• **AIM**: Rewrite the lines from the line with "Annotation guideline — the target class is boy's face." to the line with "325;250;342;264", substituting "child's" for every "boy's" and leaving everything else unchanged.

• **Collected data entries**:
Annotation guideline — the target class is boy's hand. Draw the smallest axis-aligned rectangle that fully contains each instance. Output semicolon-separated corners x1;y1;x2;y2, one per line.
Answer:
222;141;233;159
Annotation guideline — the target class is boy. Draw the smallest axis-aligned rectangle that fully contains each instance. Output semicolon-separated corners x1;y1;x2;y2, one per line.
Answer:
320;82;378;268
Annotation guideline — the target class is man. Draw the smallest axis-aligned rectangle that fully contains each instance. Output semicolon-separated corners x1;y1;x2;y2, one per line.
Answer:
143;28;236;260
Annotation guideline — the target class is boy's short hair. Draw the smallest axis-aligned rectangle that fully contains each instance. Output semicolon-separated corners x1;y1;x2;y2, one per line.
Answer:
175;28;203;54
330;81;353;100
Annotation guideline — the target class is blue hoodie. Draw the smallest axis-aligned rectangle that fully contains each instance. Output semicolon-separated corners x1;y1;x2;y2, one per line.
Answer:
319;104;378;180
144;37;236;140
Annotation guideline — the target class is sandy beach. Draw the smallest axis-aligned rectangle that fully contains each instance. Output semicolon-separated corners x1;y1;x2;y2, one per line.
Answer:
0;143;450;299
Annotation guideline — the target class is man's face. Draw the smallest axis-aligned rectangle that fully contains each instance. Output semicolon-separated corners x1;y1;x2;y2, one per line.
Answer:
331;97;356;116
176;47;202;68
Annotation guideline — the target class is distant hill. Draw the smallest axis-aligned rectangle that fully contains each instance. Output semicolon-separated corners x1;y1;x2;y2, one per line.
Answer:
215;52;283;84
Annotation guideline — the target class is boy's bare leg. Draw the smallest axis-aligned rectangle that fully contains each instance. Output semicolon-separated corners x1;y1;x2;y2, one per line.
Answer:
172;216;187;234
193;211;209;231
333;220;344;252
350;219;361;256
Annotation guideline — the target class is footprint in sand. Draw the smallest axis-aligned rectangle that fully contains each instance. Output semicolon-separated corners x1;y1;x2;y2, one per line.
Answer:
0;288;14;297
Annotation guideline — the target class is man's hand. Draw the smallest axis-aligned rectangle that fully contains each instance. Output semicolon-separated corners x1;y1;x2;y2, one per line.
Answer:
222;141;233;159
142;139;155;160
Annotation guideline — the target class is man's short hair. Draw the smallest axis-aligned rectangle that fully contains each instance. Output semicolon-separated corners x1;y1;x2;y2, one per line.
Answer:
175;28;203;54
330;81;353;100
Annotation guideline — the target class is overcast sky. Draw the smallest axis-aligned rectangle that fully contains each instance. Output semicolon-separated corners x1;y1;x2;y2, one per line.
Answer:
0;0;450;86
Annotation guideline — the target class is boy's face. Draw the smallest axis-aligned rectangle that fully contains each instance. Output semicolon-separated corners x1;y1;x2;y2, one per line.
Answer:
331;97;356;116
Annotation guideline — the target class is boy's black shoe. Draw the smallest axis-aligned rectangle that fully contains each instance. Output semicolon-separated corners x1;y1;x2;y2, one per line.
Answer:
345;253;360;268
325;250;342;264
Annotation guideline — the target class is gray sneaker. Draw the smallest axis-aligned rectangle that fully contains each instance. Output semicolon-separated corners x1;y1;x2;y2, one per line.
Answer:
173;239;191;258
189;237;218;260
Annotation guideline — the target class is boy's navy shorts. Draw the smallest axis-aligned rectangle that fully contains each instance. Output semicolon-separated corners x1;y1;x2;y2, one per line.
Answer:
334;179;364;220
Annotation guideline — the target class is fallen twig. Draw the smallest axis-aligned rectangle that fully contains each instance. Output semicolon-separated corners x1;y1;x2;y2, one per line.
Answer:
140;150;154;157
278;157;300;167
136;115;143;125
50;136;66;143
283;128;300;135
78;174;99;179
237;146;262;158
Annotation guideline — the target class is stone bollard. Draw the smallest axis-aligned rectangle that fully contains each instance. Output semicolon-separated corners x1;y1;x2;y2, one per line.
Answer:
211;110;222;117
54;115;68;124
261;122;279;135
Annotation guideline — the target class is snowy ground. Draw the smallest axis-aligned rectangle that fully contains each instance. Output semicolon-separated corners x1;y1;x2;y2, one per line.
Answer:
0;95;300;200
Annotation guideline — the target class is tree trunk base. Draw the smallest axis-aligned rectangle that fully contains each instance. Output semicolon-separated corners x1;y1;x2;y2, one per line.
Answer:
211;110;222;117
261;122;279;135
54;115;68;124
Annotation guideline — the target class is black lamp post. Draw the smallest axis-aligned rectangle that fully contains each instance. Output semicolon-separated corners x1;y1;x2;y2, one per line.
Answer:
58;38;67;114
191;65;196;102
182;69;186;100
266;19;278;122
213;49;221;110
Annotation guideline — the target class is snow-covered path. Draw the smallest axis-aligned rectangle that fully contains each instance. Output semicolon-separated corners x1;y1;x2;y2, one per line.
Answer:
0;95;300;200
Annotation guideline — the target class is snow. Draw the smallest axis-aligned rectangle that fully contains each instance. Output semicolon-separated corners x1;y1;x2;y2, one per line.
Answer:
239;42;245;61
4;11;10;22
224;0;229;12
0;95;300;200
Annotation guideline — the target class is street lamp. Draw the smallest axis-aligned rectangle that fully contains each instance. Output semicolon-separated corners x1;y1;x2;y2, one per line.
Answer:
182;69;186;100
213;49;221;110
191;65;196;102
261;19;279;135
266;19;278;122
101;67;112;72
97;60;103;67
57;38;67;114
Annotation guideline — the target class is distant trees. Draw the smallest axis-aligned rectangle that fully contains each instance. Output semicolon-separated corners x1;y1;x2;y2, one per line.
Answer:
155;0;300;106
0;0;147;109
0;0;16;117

• **COMPLETED TASK**:
Annotation guideline — the target class is child's face. Draw the smallest axis-aligned rectangle that fully contains each instance. Output semicolon-separated corners x1;y1;x2;y2, one per line.
Answer:
331;97;356;116
Annotation guideline — the target class is child's black shoe. Draw the smallest axis-aligned rectangle that fully contains each instance. Output semicolon-separated corners x1;y1;x2;y2, one per line.
Answer:
345;253;360;268
325;250;342;264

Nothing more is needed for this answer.